Given instruction:
Answer these questions from the statement on the first performance report for the 2014-2015 biennium:
(a) At what level did the Member States agree on the regular budget for this biennium?
(b) According to the ACABQ report, what does the current figure for the biennium amount to?
(c) What is named as an example of an emerging and urgent issue?

Document excerpt:
+++++
Agenda Item 132: First performance report
On the programme budget for the biennium 2014-2015

Fifth Committee
Main part of the Sixty-Ninth Session
Of the United Nations General Assembly
17 December 2014

 

Mr. Chairman,

 

         At the outset, my delegation would like to thank Mr. Chandru Ramanathan, Officer-in-Charge, Office of Programme Planning, Budget and Accounts, and Mr. Carlos Ruiz Massieu, Chair of the Advisory Committee on Administrative and Budgetary Questions, for introducing their respective reports on the first performance report on the programme budget for the biennium 2014-2015. I wish to briefly outline my delegation’s views on this issue.

 

Mr. Chairman,

 

         Last December, the Member States agreed on a regular budget for this biennium at a level of $5.530 billion, which is 0.63% less than the previous budget of $5.565 billion. I would like to emphasize again that we cannot afford to go back to the previous trend of expanding the UN regular budget, which has more than doubled since the year 2000.

 

         According to the report of the ACABQ, the current figure presented for this biennium amounts to as much as $5.886 billion, which, if approved by the General Assembly, will not only be larger than the previous budget by $321 million, but will also be the largest budget in the history of the United Nations, despite the severe financial constraints which many Member States currently face. 

 

         Furthermore, with further possible additions from the SPMs, which would be the outcome of the deferral of the consideration of the latter halves of two missions’ budgets, the total amount of this biennium budget could exceed $6 billion, which represents an increase of around 10% from the previous biennium. 

 

Though we had managed to contain the rate of the budgetary increase from 2010 until 2013, most of us did not imagine, when we agreed on this biennium budget in December 2013, that one year later we would risk going back to business as usual with a proposal for such a substantial increase to the initial budget amount.  

 

         While some part of this increase might be attributed to the Member States through the creation of new mandates, as the Secretary-General has recently indicated, my delegation would like to reiterate its urgent call to explore among the Member States a better way forward on two particular issues:

 

         The first is how we might enable this Organization to prioritize its activities and its commensurate staffing, such that we can tackle emerging and urgent issues like the establishment of UNMEER, while at the same time discontinuing other obsolete activities which can be addressed in other ways.
+++++
Supplied material:
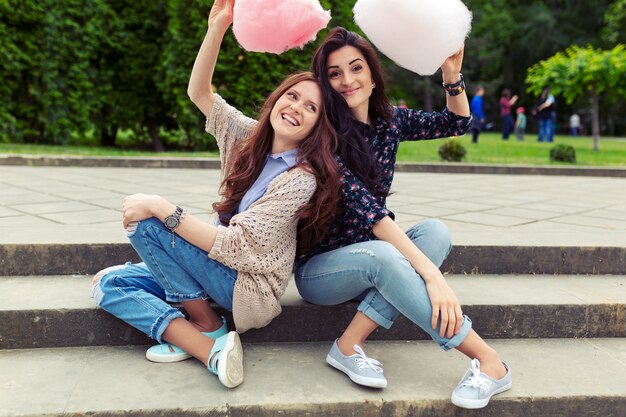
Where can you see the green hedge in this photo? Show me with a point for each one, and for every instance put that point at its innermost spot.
+++++
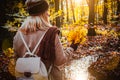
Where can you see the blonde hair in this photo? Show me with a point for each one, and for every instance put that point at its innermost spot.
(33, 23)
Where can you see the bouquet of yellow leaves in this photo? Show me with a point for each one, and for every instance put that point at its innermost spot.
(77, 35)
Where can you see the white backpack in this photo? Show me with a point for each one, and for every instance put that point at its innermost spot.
+++++
Exercise answer:
(a) $5.530 billion
(b) $5.886 billion
(c) The establishment of UNMEER